▸ Text provided:
┌──

Swisher could fit there. He's a right fielder by trade, but he's coming off a season in which he played 41 games and logged 259 innings at first base. He played well there, too, posting a plus-five DRS and a 4.7 UZR/150 (see FanGraphs). He'd be a significant defensive upgrade over Napoli, who has traditionally struggled to hold his own at first base.

Fellow free-agent Adam LaRoche would provide an even bigger defensive upgrade, as he just won a Gold Glove and has a track record of being a very capable glove man. He'd also provide plenty of pop, as he just hit a career-high 33 homers last season and has hit at least 20 homers seven times.

However, if Boston's signings of Napoli, Victorino and Jonny Gomes (who can play left and right field) are any indication, GM Ben Cherington's goal for the offseason seems to be providing John Farrell with mix-and-matchable players. All versatile players appear to be welcome.

└──

▸ What this task involves:
Continue the text about Boston's offseason first-base options from where it stops. The records that come after this text are separate material and have no connection to it.

▸ Entries provided:
┌──

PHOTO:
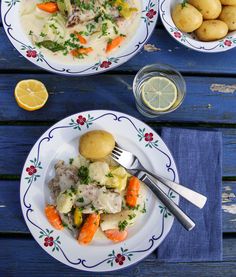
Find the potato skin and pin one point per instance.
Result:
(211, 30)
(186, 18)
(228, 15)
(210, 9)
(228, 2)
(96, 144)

└──

▸ Reply to the exercise:
LaRoche is strictly a first baseman and a middle-of-the-order hitter. Swisher, on the other hand, can play right field and first base and his ambidextrous bat can be placed pretty much anywhere. For his career, the only lineup spot in which he hasn't accumulated an OPS over .800 is the leadoff spot.

There's no question whatsoever that Swisher fits Boston's needs more than LaRoche if the club is indeed looking for players it can move around both on the field and in its lineup. For that matter, he offers more versatility than Napoli as well.

Swisher has other things going for him that should strike the Red Sox's fancy. He's hit at least 20 home runs every year since 2005, and he's only had one sub-.820 OPS in the last seven seasons. He's also battle-tested in the AL East, and he owns an .899 OPS in his career at Fenway Park.

The only real downside of the idea of going from Napoli to Swisher is that the Red Sox wouldn't be able to take the contract they've outlined for Napoli and just hand it over. As Jim Bowden of ESPN and SiriusXM recently pointed out, it's going to take more than three years and $39 million to land Swisher:

Indians hoping to sign Nick Swisher for 4yrs $48-$50m...but market shift has him looking for 4yrs $60m

— JIM BOWDEN (@JimBowdenESPNxm) December 7, 2012

Such a deal wouldn't be the equivalent of the Jayson Werth money Swisher was said to be seeking, but a $15 million per year average would be a nice raise over the $10.25 million he made in 2012.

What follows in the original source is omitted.